> [Work to do]
Reproduce the entries word for word, beginning at the start of the entries and stopping after the line that contains "119), (87, 132)]", with both ends included. Leave the pictures out of your answer.

[Entries drawn from a collection]
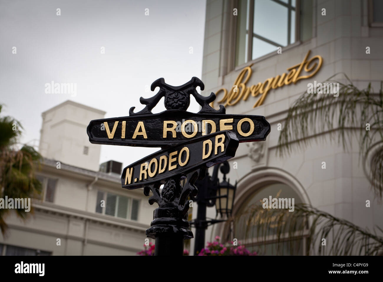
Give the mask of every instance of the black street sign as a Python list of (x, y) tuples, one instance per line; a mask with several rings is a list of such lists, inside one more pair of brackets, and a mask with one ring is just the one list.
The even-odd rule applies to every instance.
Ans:
[[(92, 120), (87, 128), (92, 143), (161, 148), (125, 168), (121, 176), (123, 188), (143, 188), (146, 196), (151, 191), (149, 203), (158, 204), (146, 230), (147, 237), (155, 239), (155, 255), (182, 255), (183, 240), (193, 237), (188, 198), (196, 196), (194, 183), (205, 177), (207, 168), (234, 157), (240, 142), (265, 140), (270, 132), (264, 117), (226, 115), (222, 105), (213, 109), (210, 104), (215, 94), (202, 96), (197, 86), (204, 89), (196, 77), (179, 86), (160, 78), (151, 87), (159, 87), (157, 94), (140, 99), (143, 109), (134, 112), (132, 107), (129, 116)], [(197, 113), (186, 111), (191, 96), (201, 107)], [(153, 114), (162, 98), (166, 110)]]
[(123, 188), (134, 189), (159, 182), (203, 167), (210, 167), (235, 155), (238, 140), (231, 131), (220, 131), (160, 150), (125, 168)]
[(92, 143), (162, 147), (223, 130), (240, 142), (264, 140), (270, 125), (261, 115), (195, 114), (170, 110), (150, 115), (97, 119), (87, 132)]

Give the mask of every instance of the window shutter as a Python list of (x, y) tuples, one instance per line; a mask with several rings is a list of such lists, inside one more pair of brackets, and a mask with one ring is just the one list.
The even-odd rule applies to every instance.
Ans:
[(56, 190), (57, 179), (48, 178), (46, 191), (45, 193), (45, 201), (53, 203), (54, 200), (54, 193)]
[(97, 192), (97, 200), (96, 201), (96, 212), (102, 213), (102, 207), (101, 206), (101, 201), (104, 200), (105, 193), (101, 191)]
[(132, 201), (132, 214), (130, 216), (132, 220), (138, 220), (138, 208), (139, 206), (140, 201), (136, 199), (133, 199)]
[(128, 206), (129, 198), (127, 197), (118, 196), (118, 205), (117, 208), (117, 216), (126, 218), (128, 215)]
[(106, 202), (105, 206), (105, 214), (115, 216), (116, 203), (117, 196), (116, 195), (108, 193), (106, 195)]
[(36, 175), (36, 179), (40, 181), (40, 183), (41, 184), (41, 193), (39, 193), (38, 192), (36, 192), (33, 194), (33, 196), (35, 199), (37, 199), (39, 200), (41, 200), (42, 198), (42, 195), (43, 193), (44, 193), (44, 177), (41, 176), (41, 175)]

> [Solution]
Give the mask of every instance of the black street sign as a Python list of (x, y) tuples, one instance per line; a mask with several rings is a list of such lists, inside one more pair of brackets, and a mask with one ring is just the one list.
The even-odd rule applies to every instance.
Ans:
[[(92, 120), (87, 128), (92, 143), (161, 148), (125, 168), (121, 176), (123, 188), (143, 188), (146, 196), (151, 191), (149, 203), (158, 204), (146, 230), (147, 237), (155, 239), (155, 255), (182, 255), (183, 240), (193, 237), (188, 198), (196, 196), (194, 183), (205, 177), (207, 168), (234, 157), (240, 142), (265, 140), (270, 132), (264, 117), (226, 115), (222, 105), (213, 109), (210, 104), (215, 94), (202, 96), (197, 86), (204, 89), (196, 77), (179, 86), (160, 78), (151, 87), (159, 87), (157, 94), (140, 99), (143, 109), (134, 112), (132, 107), (129, 116)], [(197, 113), (186, 111), (191, 96), (201, 107)], [(153, 114), (162, 98), (166, 110)]]
[(123, 188), (134, 189), (159, 182), (203, 167), (210, 167), (235, 155), (238, 140), (231, 131), (220, 131), (160, 150), (125, 168)]
[(92, 143), (162, 147), (223, 130), (240, 142), (264, 140), (270, 125), (261, 115), (195, 114), (170, 110), (150, 115), (97, 119), (87, 132)]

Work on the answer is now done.